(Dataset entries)

◆ ◆ ◆ ◆ ◆ ◆ ◆

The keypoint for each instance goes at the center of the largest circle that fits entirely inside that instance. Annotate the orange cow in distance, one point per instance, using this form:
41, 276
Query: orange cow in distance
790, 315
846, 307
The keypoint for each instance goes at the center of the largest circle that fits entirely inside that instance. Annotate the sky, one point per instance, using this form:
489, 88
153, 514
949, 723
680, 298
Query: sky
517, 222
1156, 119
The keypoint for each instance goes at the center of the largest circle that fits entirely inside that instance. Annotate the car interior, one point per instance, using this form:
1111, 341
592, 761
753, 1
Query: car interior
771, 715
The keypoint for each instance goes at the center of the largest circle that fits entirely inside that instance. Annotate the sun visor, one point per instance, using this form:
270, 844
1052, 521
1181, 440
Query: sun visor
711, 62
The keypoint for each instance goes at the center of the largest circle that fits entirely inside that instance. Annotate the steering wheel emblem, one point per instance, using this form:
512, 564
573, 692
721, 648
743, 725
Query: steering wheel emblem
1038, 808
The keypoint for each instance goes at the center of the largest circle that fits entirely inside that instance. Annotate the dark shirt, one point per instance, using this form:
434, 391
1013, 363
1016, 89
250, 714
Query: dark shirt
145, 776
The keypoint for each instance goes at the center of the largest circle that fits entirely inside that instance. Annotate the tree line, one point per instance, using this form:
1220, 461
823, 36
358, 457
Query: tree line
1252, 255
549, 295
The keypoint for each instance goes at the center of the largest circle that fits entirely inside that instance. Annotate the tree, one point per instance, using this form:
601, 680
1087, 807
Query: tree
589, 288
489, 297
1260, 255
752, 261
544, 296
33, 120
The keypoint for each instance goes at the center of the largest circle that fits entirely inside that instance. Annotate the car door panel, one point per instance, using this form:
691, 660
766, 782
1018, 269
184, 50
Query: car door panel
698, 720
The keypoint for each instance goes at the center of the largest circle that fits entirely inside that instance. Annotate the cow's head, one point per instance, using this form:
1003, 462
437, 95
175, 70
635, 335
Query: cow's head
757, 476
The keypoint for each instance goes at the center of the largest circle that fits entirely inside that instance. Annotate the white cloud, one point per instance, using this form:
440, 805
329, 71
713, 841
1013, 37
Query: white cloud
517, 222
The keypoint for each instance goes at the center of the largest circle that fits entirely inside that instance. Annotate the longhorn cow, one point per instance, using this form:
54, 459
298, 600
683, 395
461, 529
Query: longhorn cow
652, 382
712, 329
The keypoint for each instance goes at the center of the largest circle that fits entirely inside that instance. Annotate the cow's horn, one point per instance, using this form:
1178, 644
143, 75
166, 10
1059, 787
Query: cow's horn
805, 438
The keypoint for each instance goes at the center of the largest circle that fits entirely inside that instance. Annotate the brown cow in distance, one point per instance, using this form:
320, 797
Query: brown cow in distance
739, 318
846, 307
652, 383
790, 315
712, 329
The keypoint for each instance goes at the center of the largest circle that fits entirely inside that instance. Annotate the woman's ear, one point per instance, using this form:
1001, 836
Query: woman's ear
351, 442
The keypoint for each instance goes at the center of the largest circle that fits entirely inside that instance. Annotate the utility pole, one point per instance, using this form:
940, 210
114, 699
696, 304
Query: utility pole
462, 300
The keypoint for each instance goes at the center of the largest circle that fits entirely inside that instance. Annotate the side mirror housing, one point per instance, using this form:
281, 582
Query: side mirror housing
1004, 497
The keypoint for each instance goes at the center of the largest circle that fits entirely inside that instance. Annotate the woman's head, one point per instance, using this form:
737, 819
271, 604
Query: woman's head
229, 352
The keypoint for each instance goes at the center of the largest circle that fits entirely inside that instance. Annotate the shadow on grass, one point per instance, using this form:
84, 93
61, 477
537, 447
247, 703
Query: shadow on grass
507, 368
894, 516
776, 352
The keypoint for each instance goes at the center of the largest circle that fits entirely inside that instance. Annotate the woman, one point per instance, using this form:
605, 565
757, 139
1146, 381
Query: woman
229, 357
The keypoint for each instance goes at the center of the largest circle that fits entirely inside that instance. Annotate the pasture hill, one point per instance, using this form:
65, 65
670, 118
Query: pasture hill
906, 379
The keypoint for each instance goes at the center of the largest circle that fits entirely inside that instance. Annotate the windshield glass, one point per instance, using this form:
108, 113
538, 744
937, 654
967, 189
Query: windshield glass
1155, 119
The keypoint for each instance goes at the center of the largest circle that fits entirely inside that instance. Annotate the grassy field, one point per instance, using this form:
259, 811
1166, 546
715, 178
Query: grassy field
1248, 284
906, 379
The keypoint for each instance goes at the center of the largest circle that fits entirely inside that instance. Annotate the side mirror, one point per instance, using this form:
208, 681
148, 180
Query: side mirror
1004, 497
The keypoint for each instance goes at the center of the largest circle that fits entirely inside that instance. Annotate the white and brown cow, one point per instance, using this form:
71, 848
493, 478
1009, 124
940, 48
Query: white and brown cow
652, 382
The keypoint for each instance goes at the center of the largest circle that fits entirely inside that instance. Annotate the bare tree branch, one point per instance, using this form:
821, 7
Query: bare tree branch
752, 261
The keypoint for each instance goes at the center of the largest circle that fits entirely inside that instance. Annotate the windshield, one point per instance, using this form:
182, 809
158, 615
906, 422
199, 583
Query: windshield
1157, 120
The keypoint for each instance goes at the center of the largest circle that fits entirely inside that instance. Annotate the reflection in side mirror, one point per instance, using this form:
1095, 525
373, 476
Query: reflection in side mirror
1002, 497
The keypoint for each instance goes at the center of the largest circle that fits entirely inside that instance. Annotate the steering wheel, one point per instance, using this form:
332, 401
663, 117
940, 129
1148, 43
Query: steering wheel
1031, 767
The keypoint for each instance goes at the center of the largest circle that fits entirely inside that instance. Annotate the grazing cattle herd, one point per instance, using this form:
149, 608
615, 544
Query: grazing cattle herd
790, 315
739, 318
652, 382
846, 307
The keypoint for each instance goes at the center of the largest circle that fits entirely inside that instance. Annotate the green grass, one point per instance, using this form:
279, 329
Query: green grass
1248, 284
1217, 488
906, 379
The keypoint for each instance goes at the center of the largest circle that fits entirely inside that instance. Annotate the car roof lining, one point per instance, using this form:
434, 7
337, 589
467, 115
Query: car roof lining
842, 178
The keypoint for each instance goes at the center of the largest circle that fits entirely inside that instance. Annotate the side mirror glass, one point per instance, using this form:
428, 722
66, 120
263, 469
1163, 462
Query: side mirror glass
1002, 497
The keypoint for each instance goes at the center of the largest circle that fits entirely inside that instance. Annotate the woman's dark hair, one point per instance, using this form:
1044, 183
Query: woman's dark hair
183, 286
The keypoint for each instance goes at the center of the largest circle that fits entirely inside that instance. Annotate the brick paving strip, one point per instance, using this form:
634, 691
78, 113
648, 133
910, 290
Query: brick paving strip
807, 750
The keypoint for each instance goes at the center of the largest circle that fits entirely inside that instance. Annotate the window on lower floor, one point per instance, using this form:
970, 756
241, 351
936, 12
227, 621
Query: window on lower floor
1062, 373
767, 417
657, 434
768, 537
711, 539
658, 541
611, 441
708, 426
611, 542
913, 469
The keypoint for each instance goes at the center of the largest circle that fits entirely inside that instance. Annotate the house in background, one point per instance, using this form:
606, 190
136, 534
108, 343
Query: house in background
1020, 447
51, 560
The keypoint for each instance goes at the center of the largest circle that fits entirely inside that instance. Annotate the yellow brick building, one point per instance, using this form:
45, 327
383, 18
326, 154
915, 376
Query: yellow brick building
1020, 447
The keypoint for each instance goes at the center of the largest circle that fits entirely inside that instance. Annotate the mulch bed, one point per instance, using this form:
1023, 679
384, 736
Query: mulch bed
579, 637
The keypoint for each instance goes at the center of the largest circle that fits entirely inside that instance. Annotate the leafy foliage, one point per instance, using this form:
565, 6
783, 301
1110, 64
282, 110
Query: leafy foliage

◆ ◆ ◆ ◆ ◆ ◆ ◆

# What the exercise asks:
All the records above need to be printed exactly.

# Task result:
The keypoint for each instance goes at the center of the largest circle that fits entirely inside that instance. Annotate the orange cow in distance, one point per instance, using this form:
41, 276
Query: orange cow in distance
790, 315
846, 307
The keypoint for each instance goes at the center of the largest circle that fits entirely inside that instance. Annotate the sky, one point per instance, using this form:
489, 88
153, 514
949, 723
680, 298
Query: sky
517, 222
1156, 119
The keypoint for each instance goes at the center of the largest circle that fits entirely inside that instance. Annotate the car interior, one point per instance, using this form:
1111, 341
592, 761
753, 1
Query: car interior
771, 715
The keypoint for each instance goes at the center of the largest circle that fits entirely inside that instance. Annotate the sun visor, one point per instance, using this form:
270, 844
1052, 521
1181, 440
Query: sun visor
711, 62
The keypoint for each instance goes at the center of the largest circle that fits entirely inside that instance. Annotate the steering wheel emblem, one point per instance, using this form:
512, 564
573, 692
721, 648
743, 725
Query: steering wheel emblem
1038, 808
The keypoint for each instance goes at the center of the largest circle that fits entirely inside that instance. Annotate the dark shirt, one point per instance, using this form:
434, 391
1013, 363
1016, 89
250, 714
Query: dark shirt
145, 776
The keypoint for each instance goes at the center of the largest circle that fits entirely inside that instance. Annotate the tree line, one point per instance, using this form:
1220, 461
823, 36
358, 457
Query: tree line
1252, 255
549, 295
The keypoint for each instance goes at the center of the largest circle that fits entirely inside that instance. Annotate the tree, one point per instance, using this form:
601, 680
1087, 807
Query: tree
589, 288
489, 297
1260, 255
752, 261
544, 296
33, 120
The keypoint for each instance goes at the center of the largest circle that fits entirely inside that instance. Annotate the car door panel, one point per instance, using this form:
691, 660
766, 782
1018, 269
184, 50
Query: car door panel
698, 720
The keypoint for each instance goes at the center of the largest circle that fits entirely inside that instance. Annotate the cow's head, one point per instance, using this form:
1003, 462
437, 95
175, 70
635, 335
Query: cow's head
757, 476
The keypoint for each instance goes at the center of the largest circle that fits entirely inside that instance. Annotate the white cloud, one point per instance, using this form:
440, 805
329, 71
713, 841
1013, 37
Query: white cloud
517, 222
The keypoint for each instance goes at the center of the largest circle that fits entirely inside that instance. Annotate the longhorn cow, one point per instance, using this form:
54, 459
298, 600
683, 395
461, 529
Query: longhorn cow
652, 382
712, 329
The keypoint for each instance goes at the center of the largest circle that fits entirely inside that instance. Annotate the cow's horn, one point per instance, using this form:
1178, 644
143, 75
166, 10
1059, 787
Query: cow's horn
805, 438
The keypoint for each instance goes at the center of the largest circle that fits entirely inside that instance. Annotate the brown cow in distance, one point per instance, using this form:
320, 797
Query: brown cow in distance
739, 318
846, 307
652, 383
790, 315
712, 329
The keypoint for each instance goes at the center of the largest circle that fits entirely inside that instance. Annotate the woman's ear, one point per instance, using this form:
1001, 836
Query: woman's ear
351, 442
The keypoint for each instance goes at the center of the largest circle that fits entirely inside that instance. Annotate the utility pole, one point per instance, using this form:
940, 210
114, 699
696, 304
Query: utility pole
462, 300
The keypoint for each instance goes at the center of the largest circle that fits entirely inside that instance. Annotate the side mirror housing, one point per instance, using this form:
281, 582
Query: side mirror housing
1004, 497
The keypoint for each instance goes at the center of the largest circle that fits entirely inside that instance. Annotate the woman's head, one point per instance, using this form:
737, 819
271, 604
Query: woman's head
229, 352
The keypoint for each instance goes at the center of the largest circle that fits entirely inside that instance. Annotate the shadow on grass, one point per instance, using this form:
84, 93
61, 477
537, 447
247, 703
Query: shadow on grass
507, 368
894, 516
776, 352
The keypoint for each instance goes at the center of the largest circle that fits entirely inside that instance. Annotate the woman, one point per instance, using this form:
605, 565
757, 139
1146, 381
Query: woman
229, 357
The keypoint for each instance goes at the center of the largest circle that fits entirely inside that instance. Annotate the pasture hill, one point per instance, using this form:
65, 65
670, 118
Query: pasture hill
906, 379
The keypoint for each instance goes at the center of the largest circle that fits entirely inside that instance. Annotate the windshield glass, one point per instance, using this form:
108, 113
538, 744
937, 654
967, 189
Query: windshield glass
1155, 119
The keypoint for each instance goes at the center of the largest circle that fits entirely inside that instance. Annotate the grassy field, one point per instance, using this form:
259, 811
1166, 546
715, 178
Query: grassy field
1248, 284
906, 379
The keypoint for each instance goes at the center of the largest circle that fits entirely inside that instance. Annotate the side mirror, one point per instance, using this form:
208, 681
148, 180
Query: side mirror
1004, 497
The keypoint for each instance goes at the center of the largest circle that fits entirely inside that instance. Annotate the white and brown cow, one point per instance, using this form:
71, 848
493, 478
1009, 124
940, 48
Query: white and brown cow
652, 382
The keypoint for each instance goes at the center of the largest circle that fits entirely inside that instance. Annotate the bare tree branch, one point per instance, using this form:
821, 7
Query: bare tree branch
752, 261
The keypoint for each instance goes at the center of the largest circle that fits entirely inside that instance. Annotate the windshield, one point per instance, using this form:
182, 809
158, 615
906, 422
199, 583
Query: windshield
1157, 120
The keypoint for each instance goes at the center of the largest circle that fits entirely inside that instance. Annotate the reflection in side mirror, one point per instance, using this form:
1095, 525
373, 476
Query: reflection in side mirror
1002, 497
The keypoint for each instance goes at the center of the largest circle that fits entirely inside that instance. Annotate the steering wheel, one point per instance, using this form:
332, 401
663, 117
940, 129
1148, 43
Query: steering wheel
1031, 767
The keypoint for each instance goes at the center of the largest circle that fits entirely inside that instance. Annotate the grazing cattle herd, one point per instance, using this form:
149, 608
615, 544
Query: grazing cattle herd
790, 315
739, 318
652, 382
846, 307
The keypoint for each instance goes at the center of the largest circle that fits entirely inside that instance. Annotate the green grass, one point per instance, using this form:
279, 329
Query: green grass
1248, 284
1217, 488
906, 379
The keypoint for each instance goes at the center of the largest circle that fits entirely inside that instance. Annotate the car roof lining, one point per instance, using this form:
434, 7
337, 589
467, 115
Query: car roof lining
842, 178
The keypoint for each instance goes at the center of the largest circle that fits entirely inside that instance. Annotate the side mirror glass, one point per instance, using this form:
428, 722
66, 120
263, 469
1163, 462
Query: side mirror glass
1002, 497
The keypoint for each instance goes at the center of the largest circle that fits entirely inside that instance. Annotate the woman's dark hair, one point per instance, using this form:
1044, 183
Query: woman's dark hair
183, 286
The keypoint for each instance goes at the center of the largest circle that fits entirely inside that instance. Annotate the brick paving strip, one point per instance, using this form:
634, 691
78, 113
648, 133
910, 290
Query: brick paving strip
807, 750
The keypoint for each instance goes at the center of the largest circle that fits entirely inside that instance. Annotate the window on lower floor, one point per instance, using this form:
970, 756
241, 351
936, 12
227, 621
Query: window on lower floor
1062, 373
767, 417
657, 434
768, 537
711, 539
658, 541
611, 441
708, 426
611, 542
913, 469
The keypoint for each instance goes at the center of the largest circle that fits entirely inside that instance. Annotate the house in background, one point per instance, using this form:
606, 190
136, 534
108, 343
Query: house in background
1020, 447
51, 560
The keypoint for each instance goes at the center of the largest circle that fits entirely inside that instance. Annotate the yellow brick building, one point per instance, using this form:
45, 327
383, 18
326, 154
915, 376
Query: yellow brick building
1020, 447
The keypoint for each instance goes at the center of the largest circle that fits entirely inside that instance. Annotate the mulch bed, one point per instance, using this form:
1023, 679
384, 736
Query: mulch bed
579, 637
The keypoint for each instance goes at the center of the largest circle that fits entirely inside that instance. Annotate the leafy foliage, one point per instance, using this form:
565, 6
783, 301
1110, 64
282, 110
Query: leafy foliage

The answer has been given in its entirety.